### TO DO
Write out the records below word for word, please.
+++ PROVIDED RECORDS
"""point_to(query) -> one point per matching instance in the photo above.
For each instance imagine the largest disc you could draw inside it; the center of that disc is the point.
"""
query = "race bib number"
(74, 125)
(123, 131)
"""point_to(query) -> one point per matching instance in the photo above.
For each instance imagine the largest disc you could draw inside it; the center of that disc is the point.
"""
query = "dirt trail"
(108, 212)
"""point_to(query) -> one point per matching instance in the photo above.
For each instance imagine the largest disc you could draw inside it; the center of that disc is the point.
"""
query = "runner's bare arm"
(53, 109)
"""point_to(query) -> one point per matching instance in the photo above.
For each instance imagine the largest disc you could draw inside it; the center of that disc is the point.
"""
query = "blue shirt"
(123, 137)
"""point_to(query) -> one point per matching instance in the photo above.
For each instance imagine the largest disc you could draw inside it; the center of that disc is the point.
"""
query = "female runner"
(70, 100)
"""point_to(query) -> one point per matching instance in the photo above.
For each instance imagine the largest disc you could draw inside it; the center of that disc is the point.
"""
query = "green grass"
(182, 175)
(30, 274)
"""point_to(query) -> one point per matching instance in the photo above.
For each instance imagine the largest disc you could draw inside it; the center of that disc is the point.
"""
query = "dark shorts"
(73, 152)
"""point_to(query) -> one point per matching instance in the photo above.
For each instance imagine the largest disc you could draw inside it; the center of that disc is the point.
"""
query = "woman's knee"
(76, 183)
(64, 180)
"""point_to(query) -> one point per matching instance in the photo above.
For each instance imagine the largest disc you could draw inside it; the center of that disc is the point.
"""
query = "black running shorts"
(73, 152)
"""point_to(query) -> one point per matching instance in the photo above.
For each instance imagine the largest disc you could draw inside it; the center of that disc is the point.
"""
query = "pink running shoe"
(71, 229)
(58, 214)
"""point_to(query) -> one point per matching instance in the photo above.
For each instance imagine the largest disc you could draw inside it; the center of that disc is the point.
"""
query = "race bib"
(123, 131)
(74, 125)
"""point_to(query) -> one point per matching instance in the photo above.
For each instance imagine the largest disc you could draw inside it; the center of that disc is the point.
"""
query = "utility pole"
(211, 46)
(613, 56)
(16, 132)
++++++
### COMPLETE OUTPUT
"""point_to(query) -> one point per matching instance in the photo above.
For each instance imagine the largest disc you could draw inside it; the center of that disc is the point.
"""
query = "race bib number"
(74, 125)
(123, 131)
"""point_to(query) -> one point per matching instance in the photo above.
For each instance imagine the largest disc you could draw inside it; the center of that disc is the point.
"""
query = "dirt trail"
(108, 212)
"""point_to(query) -> one point per matching instance in the photo above.
For each instance imagine the largest disc you could draw inside it; the center of that disc is the point.
"""
query = "runner's bare arm"
(53, 109)
"""point_to(query) -> one point per matching instance in the photo above.
For each instance imagine the largest disc you could draw inside it; the center of that disc is the point.
"""
query = "blue shirt"
(123, 137)
"""point_to(query) -> one point per matching instance in the photo above.
For each instance imagine the largest disc you could draw inside it; the center of that disc is the point.
"""
query = "female runner"
(70, 100)
"""point_to(query) -> one point per matching instance in the photo above.
For each instance imagine the largest disc you could draw inside it; the center of that disc is the point.
"""
query = "green grass"
(182, 175)
(30, 274)
"""point_to(query) -> one point per matching instance in the photo above.
For each instance imagine the largest disc you could draw inside it; the center of that disc is the point.
"""
query = "dark shorts"
(73, 152)
"""point_to(query) -> one point per matching instance in the photo above.
For each instance imagine the largest disc you could draw inside it; the center of that disc is the point.
"""
query = "woman's knee"
(76, 183)
(64, 180)
"""point_to(query) -> one point per matching instance in the photo above.
For each instance imagine the largest disc you could draw inside it; the center of that disc is the point.
"""
query = "black running shorts"
(73, 152)
"""point_to(query) -> one point per matching instance in the photo above.
For each instance imagine the largest disc you could draw inside it; the center of that disc is the point.
"""
query = "pink running shoe"
(71, 229)
(58, 214)
"""point_to(query) -> one point per matching instance in the photo above.
For each instance imagine the largest disc you could draw inside it; the center of that disc is the point.
"""
query = "race bib"
(123, 131)
(74, 125)
"""point_to(query) -> one point per matching instance in the photo above.
For each instance imagine the largest disc you could draw inside it; the center of that disc is the point.
"""
query = "utility pole"
(211, 46)
(613, 56)
(16, 132)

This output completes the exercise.